Work required:
Pull out each line of the data that contains the string "building", copied whole. Matching is case-sensitive.

Records shown:
'''
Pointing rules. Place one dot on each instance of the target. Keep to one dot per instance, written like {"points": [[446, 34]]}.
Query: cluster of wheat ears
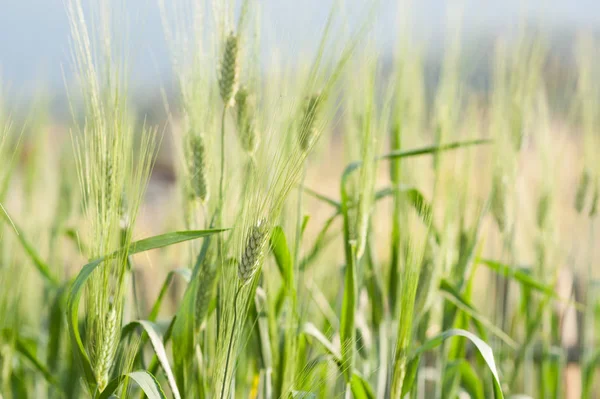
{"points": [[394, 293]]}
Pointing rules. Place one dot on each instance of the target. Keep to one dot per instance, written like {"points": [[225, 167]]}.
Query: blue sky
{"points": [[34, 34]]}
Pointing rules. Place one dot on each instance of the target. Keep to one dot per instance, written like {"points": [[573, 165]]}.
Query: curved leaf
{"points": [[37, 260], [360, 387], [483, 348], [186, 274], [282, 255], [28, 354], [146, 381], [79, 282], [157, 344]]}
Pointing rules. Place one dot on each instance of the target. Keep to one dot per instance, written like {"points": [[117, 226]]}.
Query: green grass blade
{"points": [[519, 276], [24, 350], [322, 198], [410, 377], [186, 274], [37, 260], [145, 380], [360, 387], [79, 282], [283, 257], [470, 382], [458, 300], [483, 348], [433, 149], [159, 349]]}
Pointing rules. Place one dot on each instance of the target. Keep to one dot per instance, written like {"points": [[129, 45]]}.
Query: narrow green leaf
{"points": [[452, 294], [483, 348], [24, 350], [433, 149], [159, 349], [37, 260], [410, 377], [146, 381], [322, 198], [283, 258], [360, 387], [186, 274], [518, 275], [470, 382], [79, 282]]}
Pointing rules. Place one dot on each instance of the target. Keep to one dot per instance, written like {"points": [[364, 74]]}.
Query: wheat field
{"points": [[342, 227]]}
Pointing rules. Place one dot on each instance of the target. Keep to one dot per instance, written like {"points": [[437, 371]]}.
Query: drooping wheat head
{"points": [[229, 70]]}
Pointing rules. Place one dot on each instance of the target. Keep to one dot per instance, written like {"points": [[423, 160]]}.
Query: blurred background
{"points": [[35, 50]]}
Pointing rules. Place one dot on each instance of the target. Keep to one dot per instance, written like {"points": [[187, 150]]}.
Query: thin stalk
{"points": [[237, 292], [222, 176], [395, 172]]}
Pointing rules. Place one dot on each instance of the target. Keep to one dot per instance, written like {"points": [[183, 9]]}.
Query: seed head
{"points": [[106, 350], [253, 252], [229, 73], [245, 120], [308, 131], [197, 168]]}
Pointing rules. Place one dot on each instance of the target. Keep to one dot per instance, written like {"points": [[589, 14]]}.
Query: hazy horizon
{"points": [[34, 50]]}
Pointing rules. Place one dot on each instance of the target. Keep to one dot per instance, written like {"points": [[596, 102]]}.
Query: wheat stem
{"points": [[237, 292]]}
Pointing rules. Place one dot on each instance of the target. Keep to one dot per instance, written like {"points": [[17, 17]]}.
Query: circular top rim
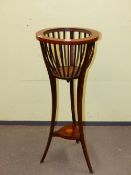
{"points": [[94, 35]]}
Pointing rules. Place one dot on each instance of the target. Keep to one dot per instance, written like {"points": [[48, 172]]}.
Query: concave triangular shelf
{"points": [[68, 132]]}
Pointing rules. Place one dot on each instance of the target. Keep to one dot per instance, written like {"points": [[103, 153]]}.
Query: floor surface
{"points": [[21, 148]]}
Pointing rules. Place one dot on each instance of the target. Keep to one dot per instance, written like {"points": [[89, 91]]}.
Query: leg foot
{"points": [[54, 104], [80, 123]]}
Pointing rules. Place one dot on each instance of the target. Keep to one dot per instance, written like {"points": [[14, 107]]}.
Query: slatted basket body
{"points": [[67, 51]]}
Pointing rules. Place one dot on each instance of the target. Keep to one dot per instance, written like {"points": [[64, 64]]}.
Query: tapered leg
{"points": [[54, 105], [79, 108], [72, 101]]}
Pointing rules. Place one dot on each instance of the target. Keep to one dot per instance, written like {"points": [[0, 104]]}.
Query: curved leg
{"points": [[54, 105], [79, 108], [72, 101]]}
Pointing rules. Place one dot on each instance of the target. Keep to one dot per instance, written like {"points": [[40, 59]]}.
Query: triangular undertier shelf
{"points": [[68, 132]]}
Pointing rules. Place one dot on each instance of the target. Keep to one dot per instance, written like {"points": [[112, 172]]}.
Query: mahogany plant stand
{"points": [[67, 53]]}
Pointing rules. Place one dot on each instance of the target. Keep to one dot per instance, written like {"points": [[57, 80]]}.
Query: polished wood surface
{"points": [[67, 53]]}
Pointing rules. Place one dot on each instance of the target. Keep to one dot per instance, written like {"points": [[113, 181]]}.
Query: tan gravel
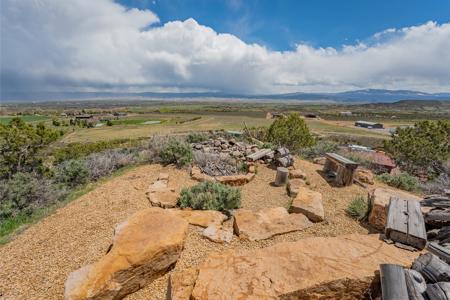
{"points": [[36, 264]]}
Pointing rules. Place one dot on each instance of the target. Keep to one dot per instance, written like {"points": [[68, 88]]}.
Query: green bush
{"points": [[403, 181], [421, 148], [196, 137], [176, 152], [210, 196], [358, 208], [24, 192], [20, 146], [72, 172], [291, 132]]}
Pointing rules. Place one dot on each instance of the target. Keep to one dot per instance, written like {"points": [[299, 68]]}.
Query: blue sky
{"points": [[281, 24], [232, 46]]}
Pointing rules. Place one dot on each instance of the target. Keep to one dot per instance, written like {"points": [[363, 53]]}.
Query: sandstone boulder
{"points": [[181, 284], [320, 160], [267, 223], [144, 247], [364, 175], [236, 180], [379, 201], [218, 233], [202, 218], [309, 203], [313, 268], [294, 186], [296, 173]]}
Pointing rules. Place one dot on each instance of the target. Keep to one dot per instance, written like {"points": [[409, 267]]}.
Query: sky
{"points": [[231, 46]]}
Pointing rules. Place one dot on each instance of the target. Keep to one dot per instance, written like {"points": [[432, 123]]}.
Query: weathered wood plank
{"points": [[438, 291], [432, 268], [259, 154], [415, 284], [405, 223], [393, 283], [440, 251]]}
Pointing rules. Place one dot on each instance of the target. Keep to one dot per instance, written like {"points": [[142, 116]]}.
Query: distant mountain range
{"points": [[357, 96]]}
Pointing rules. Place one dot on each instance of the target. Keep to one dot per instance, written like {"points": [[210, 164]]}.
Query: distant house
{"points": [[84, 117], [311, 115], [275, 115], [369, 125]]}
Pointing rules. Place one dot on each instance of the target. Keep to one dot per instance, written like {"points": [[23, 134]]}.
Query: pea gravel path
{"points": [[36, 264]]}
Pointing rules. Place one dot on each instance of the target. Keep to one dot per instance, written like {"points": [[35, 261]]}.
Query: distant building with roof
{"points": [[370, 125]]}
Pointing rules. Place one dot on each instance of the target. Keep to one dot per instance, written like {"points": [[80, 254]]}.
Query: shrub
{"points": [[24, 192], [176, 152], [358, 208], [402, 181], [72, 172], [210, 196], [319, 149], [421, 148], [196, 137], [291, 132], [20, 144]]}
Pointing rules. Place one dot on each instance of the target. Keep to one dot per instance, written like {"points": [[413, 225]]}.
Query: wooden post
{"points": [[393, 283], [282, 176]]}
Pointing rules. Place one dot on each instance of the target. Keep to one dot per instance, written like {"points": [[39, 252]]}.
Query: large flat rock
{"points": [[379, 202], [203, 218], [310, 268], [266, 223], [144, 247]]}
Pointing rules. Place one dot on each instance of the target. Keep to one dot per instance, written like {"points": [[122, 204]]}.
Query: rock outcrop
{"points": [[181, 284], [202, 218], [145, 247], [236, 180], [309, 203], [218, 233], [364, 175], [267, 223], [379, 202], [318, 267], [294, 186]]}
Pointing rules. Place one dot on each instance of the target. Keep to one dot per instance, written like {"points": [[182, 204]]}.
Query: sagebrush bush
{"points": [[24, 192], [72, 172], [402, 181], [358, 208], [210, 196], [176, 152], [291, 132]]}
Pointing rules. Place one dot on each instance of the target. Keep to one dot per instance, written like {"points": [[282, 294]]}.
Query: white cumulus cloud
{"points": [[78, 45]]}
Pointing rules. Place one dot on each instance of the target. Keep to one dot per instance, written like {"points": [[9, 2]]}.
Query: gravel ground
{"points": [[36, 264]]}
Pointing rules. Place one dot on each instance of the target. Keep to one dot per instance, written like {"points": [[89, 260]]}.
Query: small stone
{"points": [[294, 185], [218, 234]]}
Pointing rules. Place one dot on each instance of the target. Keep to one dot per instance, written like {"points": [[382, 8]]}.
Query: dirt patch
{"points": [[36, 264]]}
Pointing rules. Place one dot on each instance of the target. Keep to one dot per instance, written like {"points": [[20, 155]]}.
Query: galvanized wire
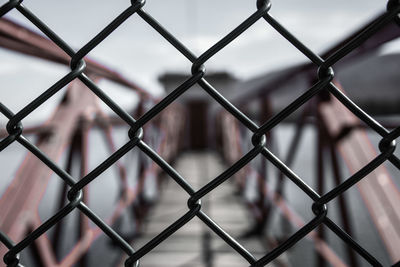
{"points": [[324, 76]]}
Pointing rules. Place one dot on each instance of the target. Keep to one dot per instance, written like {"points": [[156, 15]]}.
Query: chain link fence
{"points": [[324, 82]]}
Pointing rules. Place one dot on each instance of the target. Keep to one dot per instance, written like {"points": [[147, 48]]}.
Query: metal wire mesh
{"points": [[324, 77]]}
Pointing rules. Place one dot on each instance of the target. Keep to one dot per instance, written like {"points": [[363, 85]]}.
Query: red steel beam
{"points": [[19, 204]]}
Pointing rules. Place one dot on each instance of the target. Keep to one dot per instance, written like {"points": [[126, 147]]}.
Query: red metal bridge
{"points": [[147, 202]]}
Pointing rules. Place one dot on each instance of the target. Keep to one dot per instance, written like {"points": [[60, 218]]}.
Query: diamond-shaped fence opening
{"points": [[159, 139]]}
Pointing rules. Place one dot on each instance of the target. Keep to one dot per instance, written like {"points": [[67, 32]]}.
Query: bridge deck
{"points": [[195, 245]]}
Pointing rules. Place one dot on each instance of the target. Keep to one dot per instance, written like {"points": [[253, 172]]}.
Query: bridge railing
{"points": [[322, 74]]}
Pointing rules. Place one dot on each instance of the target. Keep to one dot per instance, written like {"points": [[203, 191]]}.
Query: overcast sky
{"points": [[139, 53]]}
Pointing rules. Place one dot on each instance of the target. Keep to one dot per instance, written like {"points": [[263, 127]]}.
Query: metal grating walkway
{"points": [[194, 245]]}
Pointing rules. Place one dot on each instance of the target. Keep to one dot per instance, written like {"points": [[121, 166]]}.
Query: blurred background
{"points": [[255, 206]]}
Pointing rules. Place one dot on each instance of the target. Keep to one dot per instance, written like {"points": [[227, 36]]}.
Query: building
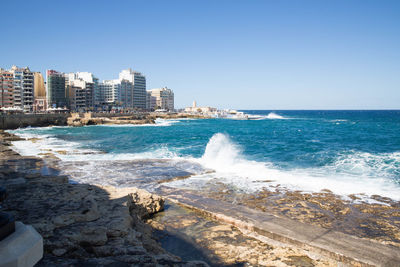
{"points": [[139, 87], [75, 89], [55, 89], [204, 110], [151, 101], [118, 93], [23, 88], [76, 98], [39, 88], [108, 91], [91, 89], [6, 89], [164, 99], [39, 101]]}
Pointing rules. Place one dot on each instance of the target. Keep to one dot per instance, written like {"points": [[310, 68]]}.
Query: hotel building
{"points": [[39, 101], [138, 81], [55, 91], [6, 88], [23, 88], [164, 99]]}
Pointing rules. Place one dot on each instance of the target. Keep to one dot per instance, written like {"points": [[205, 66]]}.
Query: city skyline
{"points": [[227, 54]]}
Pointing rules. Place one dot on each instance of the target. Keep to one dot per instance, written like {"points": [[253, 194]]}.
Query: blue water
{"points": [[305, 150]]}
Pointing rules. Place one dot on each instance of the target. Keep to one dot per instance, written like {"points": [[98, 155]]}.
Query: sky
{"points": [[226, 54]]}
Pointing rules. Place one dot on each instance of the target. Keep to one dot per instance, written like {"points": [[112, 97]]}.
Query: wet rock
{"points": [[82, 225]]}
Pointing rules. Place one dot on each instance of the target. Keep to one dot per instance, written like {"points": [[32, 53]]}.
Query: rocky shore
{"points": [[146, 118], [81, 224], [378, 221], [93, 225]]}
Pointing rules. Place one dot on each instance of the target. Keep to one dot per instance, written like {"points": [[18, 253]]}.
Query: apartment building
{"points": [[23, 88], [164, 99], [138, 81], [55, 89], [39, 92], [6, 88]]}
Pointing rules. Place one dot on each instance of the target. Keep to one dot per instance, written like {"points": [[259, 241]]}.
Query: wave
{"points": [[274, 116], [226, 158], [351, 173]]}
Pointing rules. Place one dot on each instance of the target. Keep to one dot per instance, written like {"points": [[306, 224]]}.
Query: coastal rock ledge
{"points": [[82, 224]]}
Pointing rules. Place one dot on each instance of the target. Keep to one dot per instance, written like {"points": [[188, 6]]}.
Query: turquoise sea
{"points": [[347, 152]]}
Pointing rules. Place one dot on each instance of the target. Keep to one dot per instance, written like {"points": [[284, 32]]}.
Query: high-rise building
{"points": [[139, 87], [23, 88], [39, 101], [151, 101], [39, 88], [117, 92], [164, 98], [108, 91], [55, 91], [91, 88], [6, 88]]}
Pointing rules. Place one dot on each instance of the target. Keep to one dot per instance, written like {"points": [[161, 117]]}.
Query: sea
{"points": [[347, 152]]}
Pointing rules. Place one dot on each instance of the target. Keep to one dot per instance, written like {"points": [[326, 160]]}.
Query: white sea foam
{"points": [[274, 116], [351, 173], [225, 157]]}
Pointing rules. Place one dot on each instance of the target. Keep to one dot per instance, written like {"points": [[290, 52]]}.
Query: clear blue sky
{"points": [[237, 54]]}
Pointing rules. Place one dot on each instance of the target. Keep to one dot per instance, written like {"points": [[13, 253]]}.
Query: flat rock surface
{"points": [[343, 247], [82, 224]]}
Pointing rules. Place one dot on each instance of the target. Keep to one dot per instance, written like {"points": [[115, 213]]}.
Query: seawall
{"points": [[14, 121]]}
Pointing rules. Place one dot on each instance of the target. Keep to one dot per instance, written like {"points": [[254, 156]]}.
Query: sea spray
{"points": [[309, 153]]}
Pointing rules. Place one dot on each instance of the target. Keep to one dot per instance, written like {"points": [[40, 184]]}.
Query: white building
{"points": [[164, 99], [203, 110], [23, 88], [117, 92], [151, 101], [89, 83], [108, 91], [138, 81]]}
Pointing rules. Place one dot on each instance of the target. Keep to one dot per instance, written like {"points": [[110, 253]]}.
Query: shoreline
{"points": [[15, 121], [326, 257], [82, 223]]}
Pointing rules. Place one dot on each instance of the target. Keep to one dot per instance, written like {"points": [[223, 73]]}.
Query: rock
'''
Solution to the problem:
Query: distant building with roof
Query: building
Query: hotel building
Query: apartment building
Query: high-rise building
Query: white building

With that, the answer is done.